Leave the pictures out and give every entry again exactly.
......
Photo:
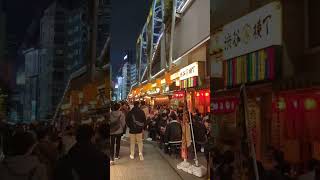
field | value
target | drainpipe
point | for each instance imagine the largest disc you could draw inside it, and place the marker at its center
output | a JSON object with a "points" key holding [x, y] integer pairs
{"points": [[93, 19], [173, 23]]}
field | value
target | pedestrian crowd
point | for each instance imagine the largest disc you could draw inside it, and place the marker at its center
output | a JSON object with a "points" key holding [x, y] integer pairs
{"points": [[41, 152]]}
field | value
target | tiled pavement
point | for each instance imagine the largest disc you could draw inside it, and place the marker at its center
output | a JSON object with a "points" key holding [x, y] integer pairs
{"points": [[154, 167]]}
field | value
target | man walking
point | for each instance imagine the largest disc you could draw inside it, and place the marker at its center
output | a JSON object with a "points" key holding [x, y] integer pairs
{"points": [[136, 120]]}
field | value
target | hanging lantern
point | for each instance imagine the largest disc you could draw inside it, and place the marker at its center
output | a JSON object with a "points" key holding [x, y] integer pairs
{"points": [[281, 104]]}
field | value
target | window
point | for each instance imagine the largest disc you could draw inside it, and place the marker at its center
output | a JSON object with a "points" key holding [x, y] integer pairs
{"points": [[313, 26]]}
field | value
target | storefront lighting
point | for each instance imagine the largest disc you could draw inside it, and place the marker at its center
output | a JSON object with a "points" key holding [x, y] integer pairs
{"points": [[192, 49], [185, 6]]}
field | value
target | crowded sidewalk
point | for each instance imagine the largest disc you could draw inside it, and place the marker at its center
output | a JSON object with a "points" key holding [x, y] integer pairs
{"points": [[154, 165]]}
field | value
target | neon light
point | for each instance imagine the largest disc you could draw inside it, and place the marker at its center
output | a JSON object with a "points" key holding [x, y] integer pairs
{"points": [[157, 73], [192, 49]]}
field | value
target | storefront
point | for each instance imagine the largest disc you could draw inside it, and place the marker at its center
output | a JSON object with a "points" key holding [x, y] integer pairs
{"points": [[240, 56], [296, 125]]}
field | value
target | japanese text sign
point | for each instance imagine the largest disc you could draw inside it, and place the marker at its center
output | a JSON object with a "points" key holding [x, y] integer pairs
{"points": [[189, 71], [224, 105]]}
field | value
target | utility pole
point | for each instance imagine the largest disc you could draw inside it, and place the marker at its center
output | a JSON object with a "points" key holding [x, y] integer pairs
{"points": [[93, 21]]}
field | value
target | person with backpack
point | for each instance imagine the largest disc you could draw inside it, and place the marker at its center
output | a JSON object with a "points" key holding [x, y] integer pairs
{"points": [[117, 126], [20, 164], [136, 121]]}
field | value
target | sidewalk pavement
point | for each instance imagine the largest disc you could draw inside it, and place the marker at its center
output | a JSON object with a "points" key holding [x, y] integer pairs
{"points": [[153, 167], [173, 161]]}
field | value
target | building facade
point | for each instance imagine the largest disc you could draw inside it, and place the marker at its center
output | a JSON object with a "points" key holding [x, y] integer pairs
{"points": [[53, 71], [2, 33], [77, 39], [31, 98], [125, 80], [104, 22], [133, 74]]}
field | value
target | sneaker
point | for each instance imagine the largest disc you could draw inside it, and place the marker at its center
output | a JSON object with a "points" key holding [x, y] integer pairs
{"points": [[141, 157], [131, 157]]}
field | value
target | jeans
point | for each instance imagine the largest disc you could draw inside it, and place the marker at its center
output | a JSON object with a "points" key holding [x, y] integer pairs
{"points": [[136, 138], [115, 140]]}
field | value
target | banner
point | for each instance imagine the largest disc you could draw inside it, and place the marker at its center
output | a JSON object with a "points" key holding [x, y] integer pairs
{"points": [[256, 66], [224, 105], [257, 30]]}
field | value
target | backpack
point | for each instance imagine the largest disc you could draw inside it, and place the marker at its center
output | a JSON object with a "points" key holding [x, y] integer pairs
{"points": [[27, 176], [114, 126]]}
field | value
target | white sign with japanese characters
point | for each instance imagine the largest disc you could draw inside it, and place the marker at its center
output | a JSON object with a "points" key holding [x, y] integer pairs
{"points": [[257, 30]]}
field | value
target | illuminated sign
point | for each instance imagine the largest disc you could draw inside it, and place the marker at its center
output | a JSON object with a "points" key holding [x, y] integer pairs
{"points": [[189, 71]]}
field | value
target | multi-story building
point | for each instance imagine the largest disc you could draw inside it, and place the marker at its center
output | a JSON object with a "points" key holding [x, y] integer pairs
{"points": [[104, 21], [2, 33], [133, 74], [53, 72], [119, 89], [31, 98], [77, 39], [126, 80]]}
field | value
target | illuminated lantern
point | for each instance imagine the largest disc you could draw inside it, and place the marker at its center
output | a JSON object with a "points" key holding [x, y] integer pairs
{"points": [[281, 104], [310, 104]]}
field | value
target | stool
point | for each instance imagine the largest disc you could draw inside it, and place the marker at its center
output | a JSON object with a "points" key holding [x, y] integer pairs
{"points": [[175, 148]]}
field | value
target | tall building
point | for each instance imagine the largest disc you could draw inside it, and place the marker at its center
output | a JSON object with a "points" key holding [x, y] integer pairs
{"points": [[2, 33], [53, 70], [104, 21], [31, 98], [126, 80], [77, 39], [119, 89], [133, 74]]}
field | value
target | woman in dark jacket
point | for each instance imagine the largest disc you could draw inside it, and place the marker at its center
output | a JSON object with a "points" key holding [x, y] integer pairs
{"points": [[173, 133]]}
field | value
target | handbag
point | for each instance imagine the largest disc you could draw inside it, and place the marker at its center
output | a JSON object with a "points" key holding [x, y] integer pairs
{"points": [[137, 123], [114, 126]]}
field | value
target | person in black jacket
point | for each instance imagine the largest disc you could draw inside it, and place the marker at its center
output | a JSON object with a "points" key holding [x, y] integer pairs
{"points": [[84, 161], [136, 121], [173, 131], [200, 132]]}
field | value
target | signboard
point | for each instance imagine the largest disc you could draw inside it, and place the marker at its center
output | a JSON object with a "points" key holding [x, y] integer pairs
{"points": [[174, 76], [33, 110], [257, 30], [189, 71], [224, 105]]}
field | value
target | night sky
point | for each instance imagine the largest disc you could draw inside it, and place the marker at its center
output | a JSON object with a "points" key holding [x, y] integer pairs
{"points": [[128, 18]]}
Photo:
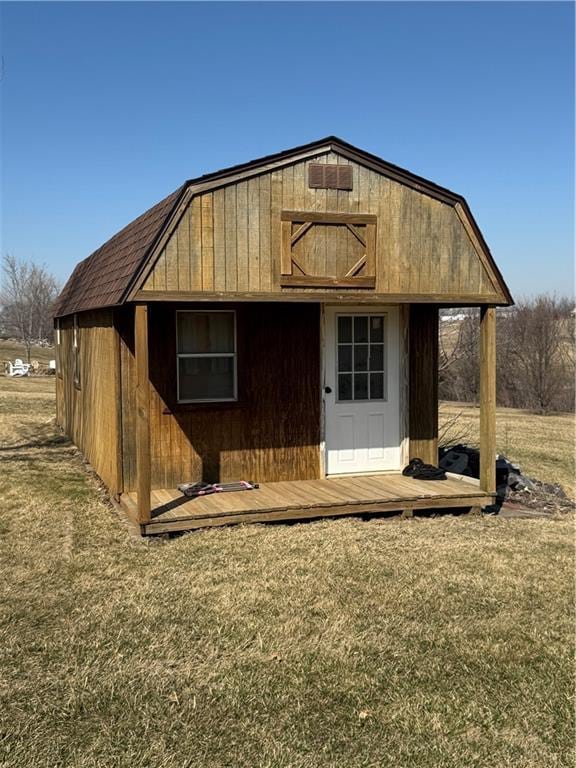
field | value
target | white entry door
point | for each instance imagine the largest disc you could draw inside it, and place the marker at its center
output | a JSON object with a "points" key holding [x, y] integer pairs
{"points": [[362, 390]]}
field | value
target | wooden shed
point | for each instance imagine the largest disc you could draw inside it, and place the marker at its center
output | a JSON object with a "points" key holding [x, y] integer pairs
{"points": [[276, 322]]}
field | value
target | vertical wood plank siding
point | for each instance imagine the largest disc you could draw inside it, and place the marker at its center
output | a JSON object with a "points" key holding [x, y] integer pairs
......
* Written answer:
Photo:
field | value
target | drainpipe
point | for each instance imagine the largest disc you could draw inside it, and place the marker at its center
output | a JSON object with a "points" key holding [x, y] integer pairs
{"points": [[93, 19], [173, 23]]}
field | value
target | pedestrian crowd
point | for each instance imagine the largest disc you could draw inside it, and place the marker at its center
output | a JSON object with a "points" key holding [x, y] integer pairs
{"points": [[41, 152]]}
field | value
target | tiled pavement
point | for each instance imagine the largest disc you could draw inside it, and place the marker at its center
output | a JSON object with a "points" key holding [x, y] integer pairs
{"points": [[154, 167]]}
field | value
target | man walking
point | for each instance imagine the largest disc you could draw inside it, and place the marker at its center
output | a JSON object with a "points" key holding [x, y] integer pairs
{"points": [[136, 120]]}
field | value
target | hanging lantern
point | for each instance imagine the largest disc you could draw inside it, and place the marker at its center
output | a JSON object with a "points" key holding [x, y] integer pairs
{"points": [[281, 104]]}
field | value
target | window
point | for each instance imagine the largest disc you could draw inside it, and place the marker at its center
output | a JSON object with a "points" key holding [x, y] integer pairs
{"points": [[313, 26]]}
field | value
target | storefront lighting
point | for each instance imagine the largest disc you could draw inside it, and place the marker at its center
output | a JSON object with a "points" key holding [x, y] integer pairs
{"points": [[192, 49], [185, 6]]}
field | value
target | crowded sidewalk
point | for each instance imagine the largest disc you could draw inside it, and place the marker at its center
output | a JSON object with a "points" key holding [x, y] integer pairs
{"points": [[154, 165]]}
field | value
target | neon light
point | for each instance imagine the largest disc you could draw inside it, and place the marker at its center
output | a JSON object with a "points" key holding [x, y] integer pairs
{"points": [[157, 73], [192, 49]]}
field | value
target | storefront
point | for each instance imagine the largest disc you could draw inside it, and place the marker at its center
output | a JSON object with a "points" key holding [x, y] integer pairs
{"points": [[240, 56], [296, 125]]}
field | value
target | japanese text sign
point | for each instance imagine the largest disc you could draw inside it, and place the marker at its center
output | a JSON object with a "points" key holding [x, y] integer pairs
{"points": [[189, 71], [224, 105]]}
field | value
target | utility pole
point | for each instance imagine the largest disc you could draw inside it, and place the marker at its center
output | a JSON object with a "points" key holding [x, y] integer pairs
{"points": [[93, 21]]}
field | value
target | person with backpack
point | for each instance imagine the largest disc you could draw inside it, and place the marker at its center
output | a JSON object with a "points" key holding [x, y] integer pairs
{"points": [[117, 126], [20, 164], [136, 121]]}
field | value
target | sidewalk pavement
point | for each instance imagine the largest disc you could draw inside it, and place the marker at its center
output | a JSON object with a "points" key holding [x, y] integer pairs
{"points": [[153, 167], [173, 161]]}
field | value
target | building facade
point | for each instance imagine the largest disc you could draw inside it, and place the marker at its center
output | a JSON object with a "points" key holding [x, y] integer pairs
{"points": [[53, 71], [2, 33], [77, 39], [31, 98], [125, 80], [104, 22], [133, 74]]}
field | value
target | sneaker
point | for each instance imagine the largest disc you could draw inside it, and place the marker at its center
output | a JSON object with a "points" key holding [x, y] integer pairs
{"points": [[141, 157], [131, 157]]}
field | value
target | jeans
point | for each instance imagine the largest disc you could draw inside it, and place the marker at its center
output | a JSON object with a "points" key holding [x, y] integer pairs
{"points": [[136, 138], [115, 140]]}
field | value
target | banner
point | for each instance imagine the largest disc you could draw inside it, and place the marker at its center
output | a JSON object with a "points" key holding [x, y] integer pairs
{"points": [[256, 66], [224, 105], [257, 30]]}
field | value
target | backpack
point | for each instance imagine the largest disc you could draw inside it, and place the marker at its center
output | a JSON object with a "points" key holding [x, y] integer pairs
{"points": [[27, 176], [114, 126]]}
field | value
target | white sign with japanese characters
point | for each instance imagine the largest disc you could draw inside it, and place the marker at its center
output | a JSON object with a "points" key holding [x, y] integer pairs
{"points": [[257, 30]]}
field | value
target | illuminated sign
point | for each instance imagine the largest disc you could draw inside it, and place the marker at its center
output | a JSON object with a "points" key holding [x, y] integer pairs
{"points": [[189, 71]]}
field | value
target | multi-story building
point | for each instance imagine the largest disc you could draw inside it, and place the marker at its center
output | a JSON object with a "points" key holding [x, y] integer pairs
{"points": [[104, 21], [2, 33], [133, 74], [53, 72], [119, 89], [31, 98], [77, 39], [126, 80]]}
field | value
target | illuminated lantern
point | for each instance imagine the largest disc you could draw inside it, and place the marker at its center
output | a JSON object with a "points" key holding [x, y] integer pairs
{"points": [[281, 104], [310, 104]]}
field | value
target | stool
point | for each instance imagine the largest disc you could draw inside it, and place the marker at its center
output | a JSON object with a "points" key holding [x, y] integer pairs
{"points": [[175, 148]]}
field | value
target | tall building
point | for each instance imagine the largest disc you could draw inside it, and place the marker at its center
output | a JSON object with a "points" key holding [x, y] integer pairs
{"points": [[2, 33], [53, 70], [104, 21], [31, 98], [126, 80], [77, 39], [119, 89], [133, 74]]}
field | value
target | woman in dark jacket
point | for each instance imagine the largest disc you could draw inside it, and place the marker at its center
output | a JSON object with a "points" key holding [x, y] integer pairs
{"points": [[173, 133]]}
field | value
target | handbag
point | for each instance imagine the largest disc you could draw inside it, and place the marker at its center
output | a JSON object with a "points" key holding [x, y] integer pairs
{"points": [[137, 123], [114, 126]]}
field | value
target | person in black jacket
point | for each instance imagine the largest disc you could draw inside it, and place the marker at its center
output | a JSON object with a "points" key holding [x, y] integer pairs
{"points": [[84, 161], [136, 121], [173, 131], [200, 132]]}
field | value
target | signboard
point | for each instance imagine the largest disc you could draw inside it, and place the marker at its center
output | a JSON object with a "points" key holding [x, y] integer pairs
{"points": [[174, 76], [33, 110], [257, 30], [189, 71], [224, 105]]}
field | value
target | night sky
point | for each instance imagine the largest disc you could draw inside it, and place the marker at its center
output | a JSON object with a "points" key holding [x, y] integer pairs
{"points": [[128, 18]]}
Photo:
field | value
target | white entry door
point | for each instance imagine the largest disc you could draw inside it, and place the marker at its center
output | a JSON object with a "points" key holding [x, y] integer pairs
{"points": [[362, 390]]}
field | value
target | wooden shed
point | for each instance imagine the largest disc you could draw inside it, and place the marker at its center
output | a JSON object with a "points" key holding [x, y] integer pairs
{"points": [[276, 322]]}
field | value
target | vertical wood plank siding
point | for each instance imagine the largest disc you could draw inside it, and place the marker at its center
output | a JSON object with a "points" key holding [x, y] integer pairs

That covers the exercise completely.